Start Text segment

Franciscan attitudes in the Canaries offered possible precedents for what Europe now came to call 'the New World', or, through a somewhat tangled chain of circumstances, 'America'.
4
One problem with improving on the Canary Islands model was the contrasting and appalling record of military adventurers who undertook Spain's forward movement in America: notably Hernan Cortes against the Aztecs in Central America and Francisco Pizarro against the Inkas of Peru. Many who took part in these unsavoury and unprovoked feats of treachery, theft and genocide saw themselves as agents of the crusade begun back home with the
Reconquista
, the destruction of Spanish Islam and Judaism. Crusading rhetoric there was in plenty, but there was something else. It has been well said that the Spanish Empire is unequalled in history among similar great territorial enterprises for its insistent questioning of its own rights to conquer and colonize.

End Text segment
Start Data provided

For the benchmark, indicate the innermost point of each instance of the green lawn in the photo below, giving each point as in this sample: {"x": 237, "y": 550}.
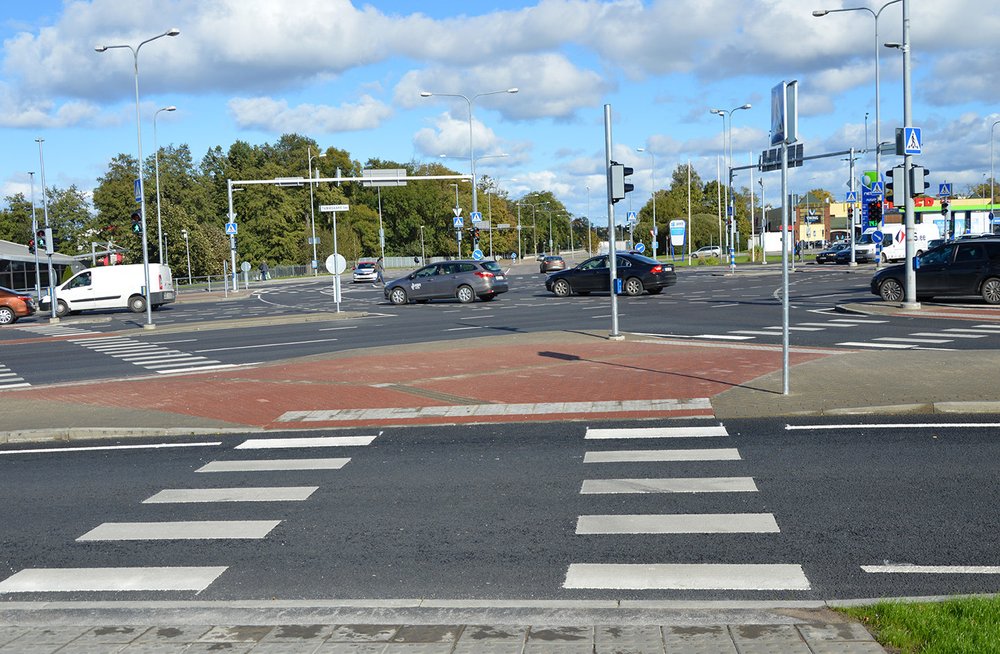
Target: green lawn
{"x": 960, "y": 626}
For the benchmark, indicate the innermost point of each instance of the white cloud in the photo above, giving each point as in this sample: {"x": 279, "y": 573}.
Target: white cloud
{"x": 273, "y": 115}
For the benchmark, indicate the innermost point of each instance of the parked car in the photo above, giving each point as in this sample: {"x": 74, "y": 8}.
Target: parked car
{"x": 638, "y": 274}
{"x": 829, "y": 255}
{"x": 550, "y": 263}
{"x": 461, "y": 280}
{"x": 364, "y": 271}
{"x": 965, "y": 267}
{"x": 14, "y": 305}
{"x": 707, "y": 251}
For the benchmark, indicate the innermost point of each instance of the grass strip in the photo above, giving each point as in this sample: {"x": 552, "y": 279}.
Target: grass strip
{"x": 966, "y": 625}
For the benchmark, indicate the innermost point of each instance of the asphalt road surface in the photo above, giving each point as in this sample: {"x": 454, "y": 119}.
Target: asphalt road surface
{"x": 702, "y": 306}
{"x": 747, "y": 510}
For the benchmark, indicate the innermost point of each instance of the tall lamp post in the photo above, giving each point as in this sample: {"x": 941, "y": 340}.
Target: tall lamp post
{"x": 878, "y": 115}
{"x": 138, "y": 129}
{"x": 472, "y": 153}
{"x": 992, "y": 178}
{"x": 312, "y": 209}
{"x": 652, "y": 193}
{"x": 187, "y": 247}
{"x": 156, "y": 156}
{"x": 727, "y": 147}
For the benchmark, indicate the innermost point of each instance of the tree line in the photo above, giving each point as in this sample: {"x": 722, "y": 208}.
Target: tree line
{"x": 275, "y": 222}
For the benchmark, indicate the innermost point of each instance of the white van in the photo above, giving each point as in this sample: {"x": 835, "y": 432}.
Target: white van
{"x": 894, "y": 241}
{"x": 113, "y": 287}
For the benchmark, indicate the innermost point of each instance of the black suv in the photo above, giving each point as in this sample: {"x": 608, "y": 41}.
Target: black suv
{"x": 964, "y": 267}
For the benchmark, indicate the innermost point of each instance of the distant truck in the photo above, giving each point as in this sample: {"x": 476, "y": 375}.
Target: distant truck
{"x": 894, "y": 242}
{"x": 113, "y": 287}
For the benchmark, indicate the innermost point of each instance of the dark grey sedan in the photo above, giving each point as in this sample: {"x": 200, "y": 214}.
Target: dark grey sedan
{"x": 460, "y": 280}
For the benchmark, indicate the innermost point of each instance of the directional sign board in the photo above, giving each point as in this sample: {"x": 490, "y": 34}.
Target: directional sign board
{"x": 912, "y": 143}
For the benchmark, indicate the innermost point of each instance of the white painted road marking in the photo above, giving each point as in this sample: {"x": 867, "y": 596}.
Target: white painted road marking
{"x": 658, "y": 432}
{"x": 692, "y": 523}
{"x": 646, "y": 456}
{"x": 678, "y": 576}
{"x": 673, "y": 485}
{"x": 191, "y": 530}
{"x": 267, "y": 494}
{"x": 55, "y": 580}
{"x": 152, "y": 446}
{"x": 325, "y": 441}
{"x": 274, "y": 464}
{"x": 934, "y": 569}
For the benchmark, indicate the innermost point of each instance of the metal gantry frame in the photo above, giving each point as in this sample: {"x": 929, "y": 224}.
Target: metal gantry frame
{"x": 300, "y": 181}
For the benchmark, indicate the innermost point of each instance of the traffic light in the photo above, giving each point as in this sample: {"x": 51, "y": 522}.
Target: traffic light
{"x": 619, "y": 187}
{"x": 889, "y": 179}
{"x": 918, "y": 180}
{"x": 874, "y": 214}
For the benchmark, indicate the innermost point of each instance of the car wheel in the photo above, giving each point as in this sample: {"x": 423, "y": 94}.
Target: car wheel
{"x": 633, "y": 286}
{"x": 137, "y": 304}
{"x": 562, "y": 288}
{"x": 398, "y": 295}
{"x": 891, "y": 290}
{"x": 991, "y": 290}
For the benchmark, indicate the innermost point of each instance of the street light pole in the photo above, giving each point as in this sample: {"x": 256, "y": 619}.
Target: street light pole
{"x": 992, "y": 178}
{"x": 156, "y": 151}
{"x": 878, "y": 103}
{"x": 138, "y": 128}
{"x": 472, "y": 155}
{"x": 312, "y": 208}
{"x": 187, "y": 247}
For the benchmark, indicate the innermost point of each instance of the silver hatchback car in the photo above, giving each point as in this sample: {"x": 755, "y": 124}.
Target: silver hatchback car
{"x": 462, "y": 280}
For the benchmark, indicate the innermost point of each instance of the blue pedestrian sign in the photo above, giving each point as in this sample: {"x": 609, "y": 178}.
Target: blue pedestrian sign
{"x": 912, "y": 143}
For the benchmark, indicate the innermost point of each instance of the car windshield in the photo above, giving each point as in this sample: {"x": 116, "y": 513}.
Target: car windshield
{"x": 937, "y": 256}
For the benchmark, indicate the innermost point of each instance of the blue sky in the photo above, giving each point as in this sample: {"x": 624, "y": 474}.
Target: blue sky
{"x": 349, "y": 75}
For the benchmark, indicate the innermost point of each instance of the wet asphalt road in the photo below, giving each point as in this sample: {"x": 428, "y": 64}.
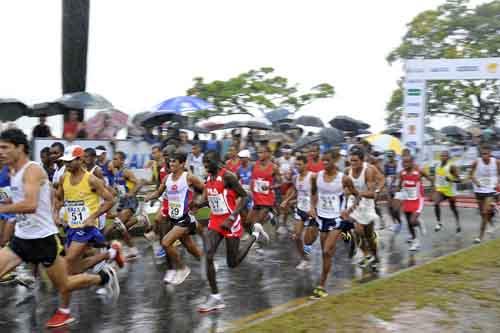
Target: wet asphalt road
{"x": 261, "y": 282}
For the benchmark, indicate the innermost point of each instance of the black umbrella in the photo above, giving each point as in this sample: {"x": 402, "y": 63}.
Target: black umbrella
{"x": 247, "y": 124}
{"x": 454, "y": 131}
{"x": 331, "y": 136}
{"x": 277, "y": 115}
{"x": 84, "y": 100}
{"x": 348, "y": 124}
{"x": 309, "y": 121}
{"x": 46, "y": 109}
{"x": 12, "y": 109}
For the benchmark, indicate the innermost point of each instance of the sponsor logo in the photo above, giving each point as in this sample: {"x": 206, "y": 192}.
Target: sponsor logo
{"x": 492, "y": 68}
{"x": 440, "y": 70}
{"x": 467, "y": 69}
{"x": 414, "y": 92}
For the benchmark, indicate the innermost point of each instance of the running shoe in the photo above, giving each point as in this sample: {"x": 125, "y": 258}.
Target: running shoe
{"x": 181, "y": 275}
{"x": 60, "y": 319}
{"x": 212, "y": 303}
{"x": 258, "y": 231}
{"x": 119, "y": 259}
{"x": 319, "y": 293}
{"x": 415, "y": 245}
{"x": 304, "y": 265}
{"x": 169, "y": 276}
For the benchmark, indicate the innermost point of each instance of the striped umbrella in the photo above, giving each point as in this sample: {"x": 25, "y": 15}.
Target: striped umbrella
{"x": 385, "y": 142}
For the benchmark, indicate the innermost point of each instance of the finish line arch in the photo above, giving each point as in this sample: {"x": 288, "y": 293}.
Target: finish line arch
{"x": 418, "y": 72}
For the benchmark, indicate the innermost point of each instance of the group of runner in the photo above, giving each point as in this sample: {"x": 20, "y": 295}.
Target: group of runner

End Data provided

In the text on Franciscan and Spanish conduct in the New World, reproduce the part between "Franciscan attitudes in" and "of circumstances, 'America'.", inclusive, renaming "Canaries" to "Canary Islands".

Franciscan attitudes in the Canary Islands offered possible precedents for what Europe now came to call 'the New World', or, through a somewhat tangled chain of circumstances, 'America'.